§ DATASET RECORDS:
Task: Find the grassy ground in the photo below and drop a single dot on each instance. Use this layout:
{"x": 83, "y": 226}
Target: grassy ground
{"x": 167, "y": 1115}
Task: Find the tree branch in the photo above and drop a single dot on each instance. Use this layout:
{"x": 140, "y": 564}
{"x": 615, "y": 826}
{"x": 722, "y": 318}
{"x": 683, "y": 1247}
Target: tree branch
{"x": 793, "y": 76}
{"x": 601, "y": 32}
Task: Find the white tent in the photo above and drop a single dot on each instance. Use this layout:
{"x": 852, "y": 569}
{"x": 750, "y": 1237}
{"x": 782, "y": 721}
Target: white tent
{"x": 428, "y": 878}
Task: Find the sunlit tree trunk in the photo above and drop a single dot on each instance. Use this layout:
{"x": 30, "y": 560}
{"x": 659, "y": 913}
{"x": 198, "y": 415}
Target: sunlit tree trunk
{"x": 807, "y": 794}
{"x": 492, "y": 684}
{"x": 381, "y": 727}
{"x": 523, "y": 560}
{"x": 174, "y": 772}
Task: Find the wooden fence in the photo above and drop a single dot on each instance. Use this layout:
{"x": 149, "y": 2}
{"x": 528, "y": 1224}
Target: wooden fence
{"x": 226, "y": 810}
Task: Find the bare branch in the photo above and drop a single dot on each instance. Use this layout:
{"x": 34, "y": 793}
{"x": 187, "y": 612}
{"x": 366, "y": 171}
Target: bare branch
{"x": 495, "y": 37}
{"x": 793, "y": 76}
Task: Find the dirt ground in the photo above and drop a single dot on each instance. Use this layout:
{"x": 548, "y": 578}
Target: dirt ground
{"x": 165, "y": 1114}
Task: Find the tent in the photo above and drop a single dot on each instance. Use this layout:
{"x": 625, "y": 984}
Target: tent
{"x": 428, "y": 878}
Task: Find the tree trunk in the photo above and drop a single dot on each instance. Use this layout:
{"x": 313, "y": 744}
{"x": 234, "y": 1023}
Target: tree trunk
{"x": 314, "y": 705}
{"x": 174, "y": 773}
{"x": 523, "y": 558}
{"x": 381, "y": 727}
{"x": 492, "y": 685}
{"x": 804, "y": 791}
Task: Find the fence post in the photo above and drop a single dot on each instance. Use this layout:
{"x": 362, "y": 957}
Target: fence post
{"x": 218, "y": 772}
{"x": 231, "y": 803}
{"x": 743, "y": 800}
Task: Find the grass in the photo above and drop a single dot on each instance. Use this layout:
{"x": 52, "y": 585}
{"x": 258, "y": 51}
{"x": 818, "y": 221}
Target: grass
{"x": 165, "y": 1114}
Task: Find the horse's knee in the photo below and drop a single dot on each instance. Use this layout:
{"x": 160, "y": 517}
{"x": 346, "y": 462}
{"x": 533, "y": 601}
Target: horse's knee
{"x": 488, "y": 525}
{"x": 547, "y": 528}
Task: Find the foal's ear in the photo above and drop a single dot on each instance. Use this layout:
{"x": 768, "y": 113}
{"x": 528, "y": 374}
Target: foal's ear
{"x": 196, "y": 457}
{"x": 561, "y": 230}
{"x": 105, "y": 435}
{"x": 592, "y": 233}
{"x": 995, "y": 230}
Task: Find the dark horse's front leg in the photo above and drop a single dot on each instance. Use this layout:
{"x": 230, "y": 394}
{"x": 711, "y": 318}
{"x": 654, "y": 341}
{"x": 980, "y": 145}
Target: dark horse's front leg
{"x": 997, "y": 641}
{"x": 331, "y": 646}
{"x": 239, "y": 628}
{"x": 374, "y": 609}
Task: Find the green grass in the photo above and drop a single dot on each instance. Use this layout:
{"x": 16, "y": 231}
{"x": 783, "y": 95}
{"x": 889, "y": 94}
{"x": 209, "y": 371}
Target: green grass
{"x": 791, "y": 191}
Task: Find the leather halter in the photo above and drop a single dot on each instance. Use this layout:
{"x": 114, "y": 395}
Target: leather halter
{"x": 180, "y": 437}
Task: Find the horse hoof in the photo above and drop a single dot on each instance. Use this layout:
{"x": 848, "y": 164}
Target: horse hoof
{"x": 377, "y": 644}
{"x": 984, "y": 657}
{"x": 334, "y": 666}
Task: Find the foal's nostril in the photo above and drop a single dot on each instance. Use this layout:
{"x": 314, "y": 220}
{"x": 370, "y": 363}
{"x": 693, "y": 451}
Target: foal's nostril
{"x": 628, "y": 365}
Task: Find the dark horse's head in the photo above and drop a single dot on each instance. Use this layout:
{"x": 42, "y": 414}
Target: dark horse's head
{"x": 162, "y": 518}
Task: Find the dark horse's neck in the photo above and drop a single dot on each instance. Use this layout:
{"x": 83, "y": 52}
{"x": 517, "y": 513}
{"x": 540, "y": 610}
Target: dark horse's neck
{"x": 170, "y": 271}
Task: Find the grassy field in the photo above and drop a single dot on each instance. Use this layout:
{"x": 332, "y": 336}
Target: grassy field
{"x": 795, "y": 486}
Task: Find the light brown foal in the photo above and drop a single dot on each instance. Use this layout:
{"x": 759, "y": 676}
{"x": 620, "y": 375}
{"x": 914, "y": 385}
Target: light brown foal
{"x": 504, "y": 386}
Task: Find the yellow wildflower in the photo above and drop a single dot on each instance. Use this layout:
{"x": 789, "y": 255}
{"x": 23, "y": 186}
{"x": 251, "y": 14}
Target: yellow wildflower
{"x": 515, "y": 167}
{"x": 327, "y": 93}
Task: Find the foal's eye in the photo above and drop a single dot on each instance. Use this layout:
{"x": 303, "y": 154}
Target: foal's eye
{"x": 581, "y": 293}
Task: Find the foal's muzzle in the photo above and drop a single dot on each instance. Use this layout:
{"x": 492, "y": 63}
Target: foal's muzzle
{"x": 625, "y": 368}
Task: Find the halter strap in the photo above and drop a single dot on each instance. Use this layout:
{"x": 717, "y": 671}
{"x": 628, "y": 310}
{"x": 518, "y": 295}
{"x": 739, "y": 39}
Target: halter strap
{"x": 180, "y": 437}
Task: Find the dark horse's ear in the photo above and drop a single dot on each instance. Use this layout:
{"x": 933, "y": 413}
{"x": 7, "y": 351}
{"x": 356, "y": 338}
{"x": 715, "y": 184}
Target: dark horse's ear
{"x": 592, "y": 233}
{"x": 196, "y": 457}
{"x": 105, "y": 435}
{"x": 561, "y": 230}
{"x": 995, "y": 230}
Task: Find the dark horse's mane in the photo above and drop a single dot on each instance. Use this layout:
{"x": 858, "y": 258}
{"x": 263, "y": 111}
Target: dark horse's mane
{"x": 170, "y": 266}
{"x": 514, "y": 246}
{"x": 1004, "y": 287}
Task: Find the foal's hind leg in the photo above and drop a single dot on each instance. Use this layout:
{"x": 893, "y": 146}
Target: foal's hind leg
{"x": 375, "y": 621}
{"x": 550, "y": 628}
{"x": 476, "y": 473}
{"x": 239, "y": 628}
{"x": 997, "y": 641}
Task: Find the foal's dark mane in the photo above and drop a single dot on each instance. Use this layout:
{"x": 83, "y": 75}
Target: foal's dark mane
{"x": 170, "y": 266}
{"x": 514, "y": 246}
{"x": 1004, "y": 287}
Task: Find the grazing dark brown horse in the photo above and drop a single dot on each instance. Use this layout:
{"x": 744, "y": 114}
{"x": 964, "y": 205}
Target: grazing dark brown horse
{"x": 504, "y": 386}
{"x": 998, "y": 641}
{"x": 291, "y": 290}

§ WHAT YOU WILL DO: Lines of the listing above that hold the string "below" should each be copied.

§ ANSWER AREA:
Task: Find the grassy ground in the photo below and drop a single dot on each instance. Use this layout:
Task: Find the horse's knee in the photo below and drop a single dot on each instance. Use this layout:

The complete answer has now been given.